> _Entries supplied_:
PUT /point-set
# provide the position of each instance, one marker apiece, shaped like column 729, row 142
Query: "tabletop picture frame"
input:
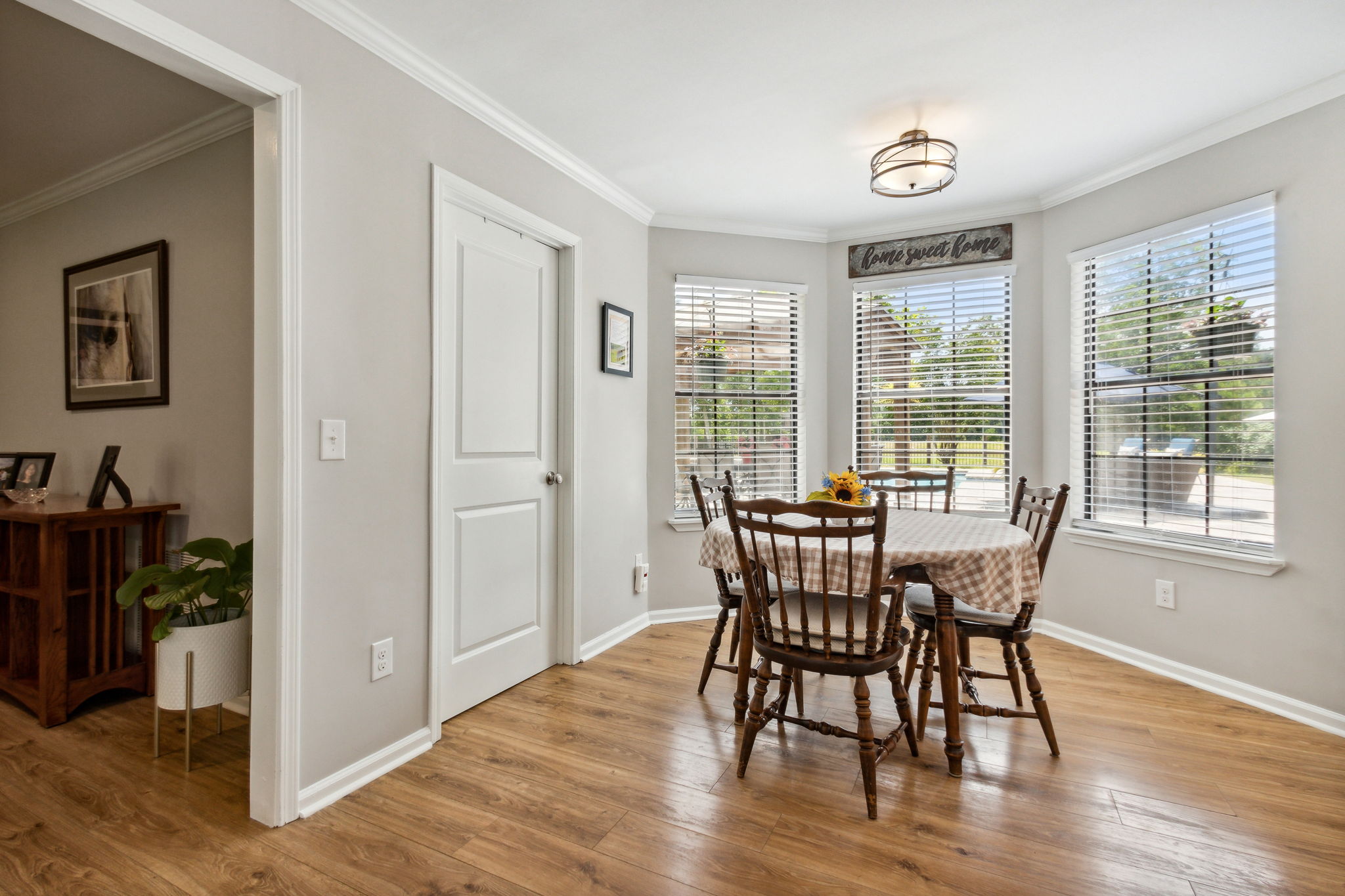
column 116, row 324
column 26, row 469
column 618, row 341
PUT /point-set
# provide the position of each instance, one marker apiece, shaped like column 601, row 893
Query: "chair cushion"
column 816, row 636
column 920, row 602
column 776, row 587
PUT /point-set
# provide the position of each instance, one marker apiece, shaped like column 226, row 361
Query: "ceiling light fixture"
column 915, row 165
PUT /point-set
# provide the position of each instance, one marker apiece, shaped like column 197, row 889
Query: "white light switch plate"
column 331, row 445
column 380, row 660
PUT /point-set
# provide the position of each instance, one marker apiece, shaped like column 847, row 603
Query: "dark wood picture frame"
column 108, row 476
column 609, row 366
column 10, row 473
column 85, row 398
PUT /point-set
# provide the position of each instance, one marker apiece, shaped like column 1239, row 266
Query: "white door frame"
column 449, row 187
column 273, row 765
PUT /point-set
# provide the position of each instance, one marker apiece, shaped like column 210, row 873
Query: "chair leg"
column 912, row 657
column 926, row 683
column 1012, row 671
column 1039, row 703
column 868, row 757
column 713, row 653
column 757, row 719
column 899, row 695
column 786, row 687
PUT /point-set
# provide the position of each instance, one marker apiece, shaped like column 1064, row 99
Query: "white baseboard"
column 1279, row 704
column 617, row 636
column 621, row 633
column 358, row 774
column 684, row 614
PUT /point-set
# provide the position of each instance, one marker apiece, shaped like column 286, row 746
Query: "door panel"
column 498, row 351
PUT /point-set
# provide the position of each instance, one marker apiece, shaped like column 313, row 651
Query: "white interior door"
column 498, row 444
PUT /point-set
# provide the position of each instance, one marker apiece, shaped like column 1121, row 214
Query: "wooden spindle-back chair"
column 709, row 494
column 1039, row 512
column 912, row 489
column 847, row 625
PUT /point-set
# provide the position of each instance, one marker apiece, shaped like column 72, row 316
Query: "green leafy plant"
column 202, row 594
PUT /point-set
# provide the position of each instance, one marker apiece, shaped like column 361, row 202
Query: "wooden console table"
column 62, row 636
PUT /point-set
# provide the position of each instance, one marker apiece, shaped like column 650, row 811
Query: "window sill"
column 1234, row 561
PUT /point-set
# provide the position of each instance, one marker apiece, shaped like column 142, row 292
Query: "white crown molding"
column 192, row 136
column 739, row 227
column 1228, row 128
column 1319, row 717
column 933, row 222
column 376, row 38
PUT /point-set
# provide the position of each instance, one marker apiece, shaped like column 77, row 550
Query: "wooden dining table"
column 986, row 563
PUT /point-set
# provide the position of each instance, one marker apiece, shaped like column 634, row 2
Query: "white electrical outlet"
column 331, row 441
column 380, row 660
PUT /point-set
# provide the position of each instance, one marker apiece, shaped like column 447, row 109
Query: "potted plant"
column 205, row 613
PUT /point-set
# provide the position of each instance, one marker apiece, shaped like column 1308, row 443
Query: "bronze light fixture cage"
column 915, row 165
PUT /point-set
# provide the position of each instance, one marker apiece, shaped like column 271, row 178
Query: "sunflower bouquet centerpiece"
column 847, row 488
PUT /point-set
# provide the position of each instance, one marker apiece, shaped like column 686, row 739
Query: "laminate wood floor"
column 615, row 777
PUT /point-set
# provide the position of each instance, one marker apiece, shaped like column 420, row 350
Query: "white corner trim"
column 684, row 614
column 617, row 636
column 191, row 136
column 740, row 227
column 358, row 774
column 385, row 45
column 1232, row 561
column 1251, row 695
column 1251, row 119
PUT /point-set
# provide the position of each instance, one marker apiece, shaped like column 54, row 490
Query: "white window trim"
column 1199, row 555
column 1152, row 543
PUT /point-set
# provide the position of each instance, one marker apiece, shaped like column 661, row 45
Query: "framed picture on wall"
column 618, row 343
column 116, row 316
column 26, row 469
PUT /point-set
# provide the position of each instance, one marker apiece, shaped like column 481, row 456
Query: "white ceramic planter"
column 219, row 662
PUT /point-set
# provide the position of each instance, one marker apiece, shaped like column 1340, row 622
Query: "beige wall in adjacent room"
column 1279, row 633
column 676, row 581
column 197, row 450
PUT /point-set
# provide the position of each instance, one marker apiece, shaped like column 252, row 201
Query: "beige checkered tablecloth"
column 988, row 563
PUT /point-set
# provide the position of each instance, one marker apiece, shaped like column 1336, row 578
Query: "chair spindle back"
column 793, row 548
column 1038, row 511
column 914, row 489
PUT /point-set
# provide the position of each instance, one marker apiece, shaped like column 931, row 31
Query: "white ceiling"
column 70, row 102
column 768, row 110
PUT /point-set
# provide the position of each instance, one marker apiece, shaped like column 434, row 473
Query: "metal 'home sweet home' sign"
column 937, row 250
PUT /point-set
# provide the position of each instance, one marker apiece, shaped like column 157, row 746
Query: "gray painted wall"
column 369, row 137
column 1281, row 633
column 197, row 450
column 676, row 581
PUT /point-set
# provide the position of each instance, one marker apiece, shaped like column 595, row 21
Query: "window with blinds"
column 738, row 378
column 933, row 381
column 1174, row 381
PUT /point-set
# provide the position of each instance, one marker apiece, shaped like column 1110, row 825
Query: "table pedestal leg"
column 744, row 647
column 948, row 680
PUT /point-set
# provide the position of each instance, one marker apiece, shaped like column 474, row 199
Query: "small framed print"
column 26, row 471
column 116, row 322
column 618, row 341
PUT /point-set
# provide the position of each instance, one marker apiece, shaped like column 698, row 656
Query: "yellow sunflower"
column 847, row 488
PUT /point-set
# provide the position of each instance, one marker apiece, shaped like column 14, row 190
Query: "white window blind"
column 738, row 379
column 1174, row 381
column 933, row 381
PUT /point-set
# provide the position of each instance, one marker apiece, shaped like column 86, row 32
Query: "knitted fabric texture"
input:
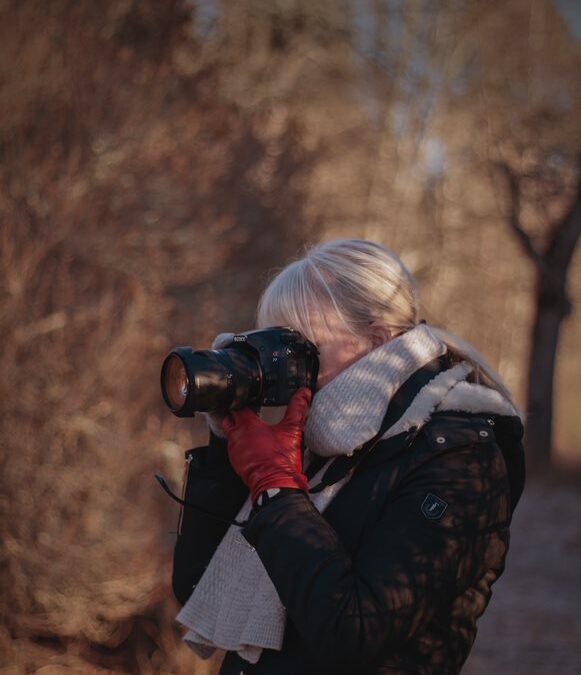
column 235, row 605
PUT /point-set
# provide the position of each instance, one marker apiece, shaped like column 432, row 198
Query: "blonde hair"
column 364, row 284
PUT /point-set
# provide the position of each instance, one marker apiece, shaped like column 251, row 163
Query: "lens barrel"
column 212, row 380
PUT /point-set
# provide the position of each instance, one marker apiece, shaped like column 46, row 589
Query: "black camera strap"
column 184, row 502
column 399, row 403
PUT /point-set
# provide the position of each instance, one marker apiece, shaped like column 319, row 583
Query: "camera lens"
column 175, row 382
column 209, row 380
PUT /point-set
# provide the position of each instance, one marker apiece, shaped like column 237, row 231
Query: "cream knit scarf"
column 235, row 606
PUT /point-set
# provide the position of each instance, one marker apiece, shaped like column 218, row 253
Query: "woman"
column 376, row 551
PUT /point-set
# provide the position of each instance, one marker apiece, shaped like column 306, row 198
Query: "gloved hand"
column 266, row 456
column 214, row 420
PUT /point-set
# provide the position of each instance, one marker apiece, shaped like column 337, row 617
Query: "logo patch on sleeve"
column 433, row 507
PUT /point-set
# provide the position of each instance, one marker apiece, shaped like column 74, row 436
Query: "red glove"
column 267, row 456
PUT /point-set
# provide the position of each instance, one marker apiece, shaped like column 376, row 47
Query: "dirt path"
column 533, row 623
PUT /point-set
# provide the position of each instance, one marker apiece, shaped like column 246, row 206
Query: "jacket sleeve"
column 212, row 483
column 350, row 611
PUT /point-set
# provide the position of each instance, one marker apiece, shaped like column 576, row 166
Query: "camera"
column 258, row 368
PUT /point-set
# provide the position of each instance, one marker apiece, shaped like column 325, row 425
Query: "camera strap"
column 399, row 403
column 184, row 502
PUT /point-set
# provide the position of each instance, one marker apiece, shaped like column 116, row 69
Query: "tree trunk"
column 550, row 313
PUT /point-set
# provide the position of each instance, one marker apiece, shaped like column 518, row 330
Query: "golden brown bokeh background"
column 158, row 159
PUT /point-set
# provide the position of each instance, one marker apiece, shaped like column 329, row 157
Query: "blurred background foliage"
column 159, row 159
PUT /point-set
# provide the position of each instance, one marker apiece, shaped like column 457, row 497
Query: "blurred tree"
column 544, row 187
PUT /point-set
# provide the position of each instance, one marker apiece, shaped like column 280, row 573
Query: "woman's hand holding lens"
column 266, row 456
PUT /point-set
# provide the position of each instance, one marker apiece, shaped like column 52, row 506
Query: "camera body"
column 257, row 368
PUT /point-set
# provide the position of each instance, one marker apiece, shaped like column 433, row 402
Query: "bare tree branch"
column 567, row 233
column 514, row 218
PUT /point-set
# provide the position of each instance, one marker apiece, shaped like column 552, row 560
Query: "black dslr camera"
column 259, row 367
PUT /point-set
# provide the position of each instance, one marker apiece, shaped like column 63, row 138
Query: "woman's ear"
column 379, row 335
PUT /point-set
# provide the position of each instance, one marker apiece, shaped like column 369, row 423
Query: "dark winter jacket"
column 395, row 573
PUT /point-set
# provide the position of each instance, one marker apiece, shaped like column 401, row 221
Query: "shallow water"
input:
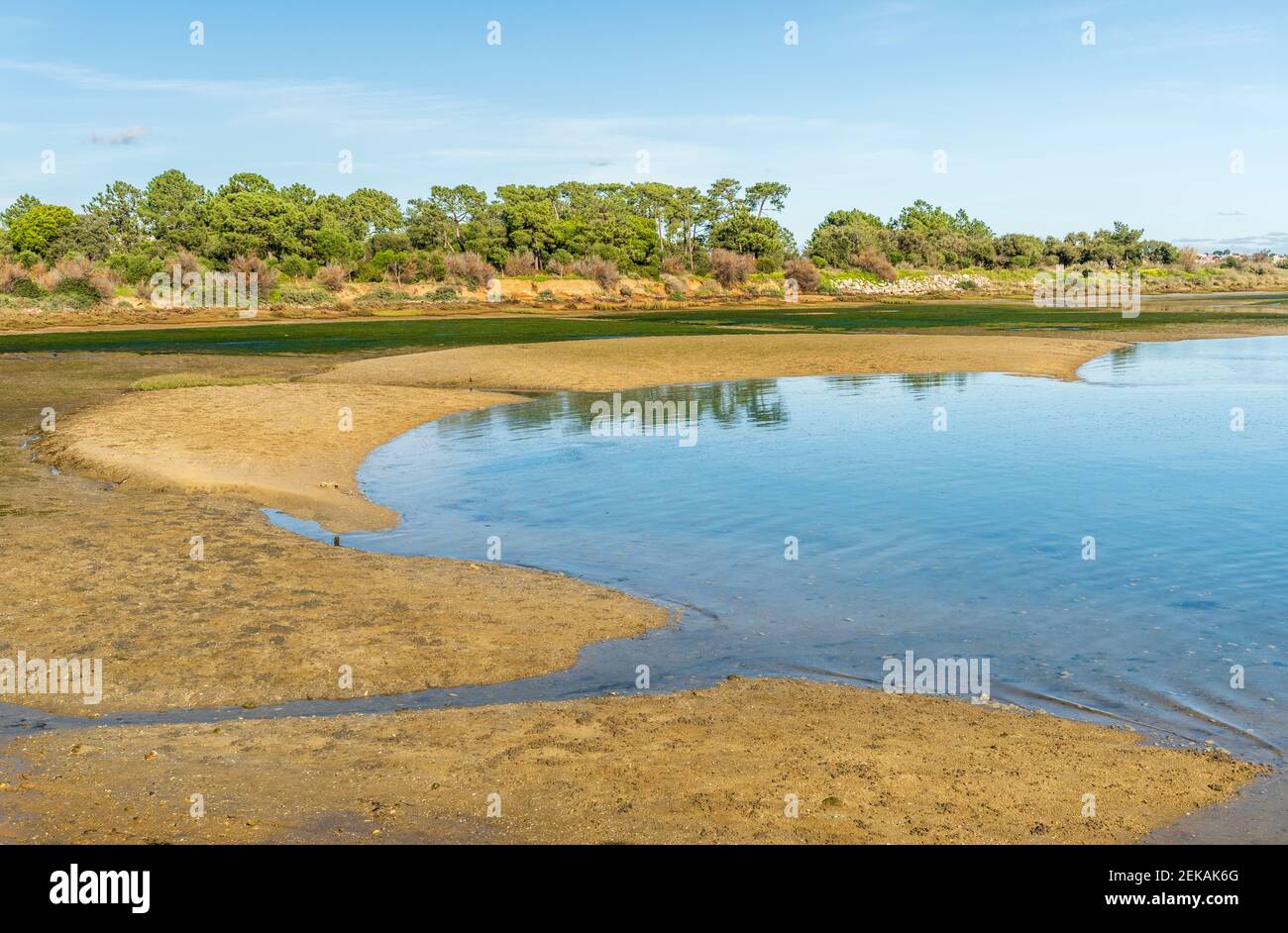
column 957, row 543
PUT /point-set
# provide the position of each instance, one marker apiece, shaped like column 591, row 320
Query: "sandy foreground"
column 699, row 766
column 268, row 615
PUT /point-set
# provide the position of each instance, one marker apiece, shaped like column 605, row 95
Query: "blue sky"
column 1042, row 133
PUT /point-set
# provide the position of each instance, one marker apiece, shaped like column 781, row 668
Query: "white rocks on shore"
column 927, row 284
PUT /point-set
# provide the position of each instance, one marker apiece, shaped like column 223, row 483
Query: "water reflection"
column 966, row 542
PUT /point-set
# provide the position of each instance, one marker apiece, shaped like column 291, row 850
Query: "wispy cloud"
column 125, row 137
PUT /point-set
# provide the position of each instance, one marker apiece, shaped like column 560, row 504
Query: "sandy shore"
column 279, row 444
column 608, row 364
column 283, row 446
column 268, row 615
column 699, row 766
column 93, row 570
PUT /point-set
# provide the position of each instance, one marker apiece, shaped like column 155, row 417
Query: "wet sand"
column 268, row 615
column 698, row 766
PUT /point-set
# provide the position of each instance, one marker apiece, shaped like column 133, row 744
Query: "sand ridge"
column 719, row 765
column 284, row 446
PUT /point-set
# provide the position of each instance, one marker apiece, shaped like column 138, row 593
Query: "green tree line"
column 643, row 228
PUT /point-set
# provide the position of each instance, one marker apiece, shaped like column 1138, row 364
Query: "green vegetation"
column 460, row 236
column 153, row 383
column 381, row 336
column 958, row 314
column 346, row 336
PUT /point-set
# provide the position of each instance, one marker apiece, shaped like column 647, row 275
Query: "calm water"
column 966, row 542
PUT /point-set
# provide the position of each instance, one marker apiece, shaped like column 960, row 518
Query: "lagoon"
column 1116, row 547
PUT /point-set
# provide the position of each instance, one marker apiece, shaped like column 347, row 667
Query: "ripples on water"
column 958, row 543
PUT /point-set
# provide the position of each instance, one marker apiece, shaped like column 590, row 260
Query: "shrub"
column 430, row 264
column 297, row 266
column 520, row 264
column 675, row 286
column 78, row 279
column 805, row 273
column 250, row 264
column 307, row 297
column 26, row 288
column 601, row 270
column 559, row 261
column 76, row 292
column 871, row 260
column 333, row 277
column 730, row 267
column 134, row 266
column 469, row 267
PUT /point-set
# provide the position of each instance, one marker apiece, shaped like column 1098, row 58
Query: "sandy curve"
column 283, row 446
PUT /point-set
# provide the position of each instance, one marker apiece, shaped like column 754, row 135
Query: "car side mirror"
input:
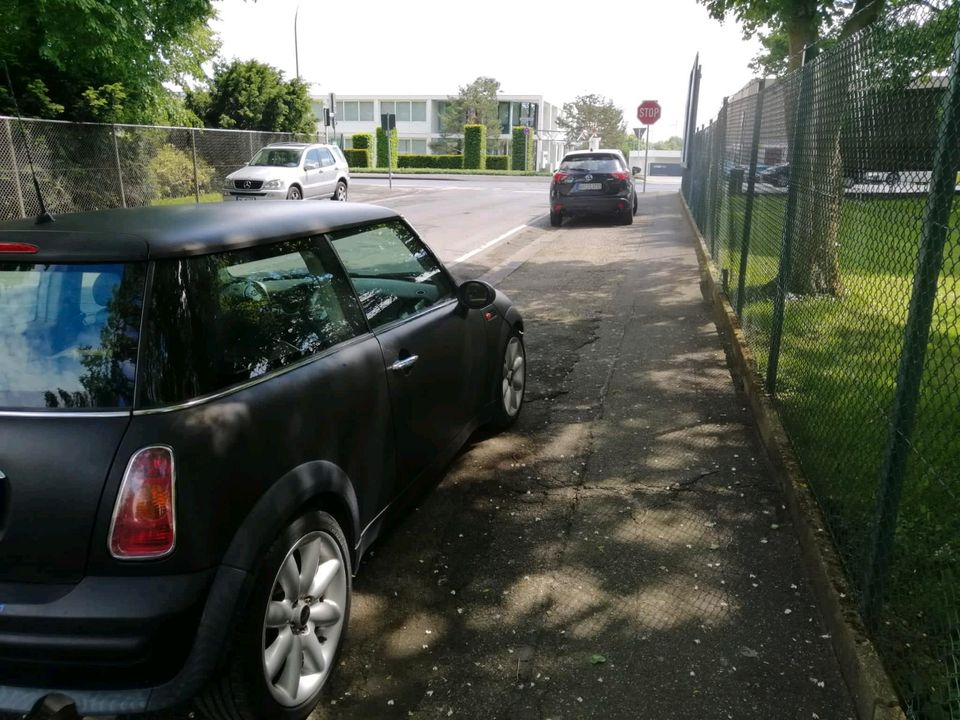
column 475, row 294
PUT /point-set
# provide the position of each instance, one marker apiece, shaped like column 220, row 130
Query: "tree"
column 250, row 95
column 785, row 28
column 593, row 116
column 476, row 104
column 102, row 59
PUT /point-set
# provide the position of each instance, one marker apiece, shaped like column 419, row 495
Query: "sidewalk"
column 624, row 552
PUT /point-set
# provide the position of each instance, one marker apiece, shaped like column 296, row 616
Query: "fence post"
column 751, row 191
column 804, row 98
column 196, row 177
column 936, row 224
column 16, row 169
column 116, row 158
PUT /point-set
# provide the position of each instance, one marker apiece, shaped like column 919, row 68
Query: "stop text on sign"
column 648, row 112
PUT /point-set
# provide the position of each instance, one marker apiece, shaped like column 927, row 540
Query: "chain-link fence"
column 828, row 199
column 86, row 166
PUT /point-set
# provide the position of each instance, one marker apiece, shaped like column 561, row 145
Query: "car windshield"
column 69, row 336
column 277, row 157
column 592, row 163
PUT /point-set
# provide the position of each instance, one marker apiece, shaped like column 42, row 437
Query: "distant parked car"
column 292, row 171
column 207, row 415
column 593, row 182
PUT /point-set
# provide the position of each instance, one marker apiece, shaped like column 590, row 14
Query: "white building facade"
column 419, row 122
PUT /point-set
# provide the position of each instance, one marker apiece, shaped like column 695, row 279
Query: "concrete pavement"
column 624, row 551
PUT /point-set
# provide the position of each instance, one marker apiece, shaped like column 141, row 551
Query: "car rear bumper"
column 591, row 203
column 114, row 645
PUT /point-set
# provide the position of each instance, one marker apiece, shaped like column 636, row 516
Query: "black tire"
column 241, row 691
column 506, row 414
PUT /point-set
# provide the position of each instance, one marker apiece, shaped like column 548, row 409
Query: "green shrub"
column 522, row 149
column 382, row 148
column 447, row 162
column 171, row 173
column 474, row 147
column 357, row 157
column 362, row 141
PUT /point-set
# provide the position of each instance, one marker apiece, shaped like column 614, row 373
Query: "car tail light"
column 19, row 248
column 143, row 523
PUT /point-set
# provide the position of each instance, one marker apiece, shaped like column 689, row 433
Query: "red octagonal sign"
column 648, row 112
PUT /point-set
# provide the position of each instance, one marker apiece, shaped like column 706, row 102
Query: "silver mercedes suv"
column 290, row 170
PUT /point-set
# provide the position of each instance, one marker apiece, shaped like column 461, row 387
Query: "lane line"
column 491, row 243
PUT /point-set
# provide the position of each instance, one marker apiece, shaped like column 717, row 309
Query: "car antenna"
column 44, row 217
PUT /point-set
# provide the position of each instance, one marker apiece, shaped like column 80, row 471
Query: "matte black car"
column 593, row 182
column 207, row 414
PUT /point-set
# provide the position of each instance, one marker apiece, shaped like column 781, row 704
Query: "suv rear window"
column 592, row 163
column 69, row 334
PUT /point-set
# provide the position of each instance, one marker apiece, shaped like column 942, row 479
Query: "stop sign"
column 648, row 112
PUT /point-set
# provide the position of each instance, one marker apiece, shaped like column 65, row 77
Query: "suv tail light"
column 143, row 524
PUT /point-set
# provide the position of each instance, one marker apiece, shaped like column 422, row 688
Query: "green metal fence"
column 828, row 200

> _Work instructions_: After locating the line above that contains "614, row 373", write out that line and every later one exactly, through the last line of the material, and nothing else.

> _Answer section_:
# provide the position of each instance, one marker apiece, shaped like column 614, row 373
Query: "car tail light"
column 19, row 248
column 143, row 523
PUT /point-set
# provide the position of each instance, one marker apiece, shaped like column 689, row 433
Query: "red octagonal sign"
column 648, row 112
PUT /point-set
# provide the position of each instance, one marker apiece, shaped like column 706, row 102
Query: "silver mercedes suv"
column 290, row 170
PUT /point-set
# provide the position of each instance, one marker apiece, shaped like column 461, row 387
Query: "lane line"
column 491, row 243
PUT /point-set
# provide the position of each instance, one marker apiece, shaped like column 717, row 309
Query: "car antenna"
column 44, row 217
PUT /point-set
# provide the position of each instance, one marker apiece, shaped like column 80, row 471
Query: "matte black car"
column 593, row 182
column 207, row 414
PUT /point-set
# provide the position of each instance, one marker apiece, shaped like column 781, row 704
Query: "suv rear window"
column 592, row 163
column 69, row 334
PUT /point-set
# provide the position of each instance, one marker apiece, shaped like column 942, row 479
Query: "stop sign"
column 648, row 112
PUT /point-set
# provide the position of each instance, one marker apiece, shaped like column 65, row 77
Query: "suv tail light"
column 143, row 524
PUT /point-set
# provide the position of each instance, one marker apiece, shaped like column 422, row 688
Query: "green metal fence"
column 828, row 200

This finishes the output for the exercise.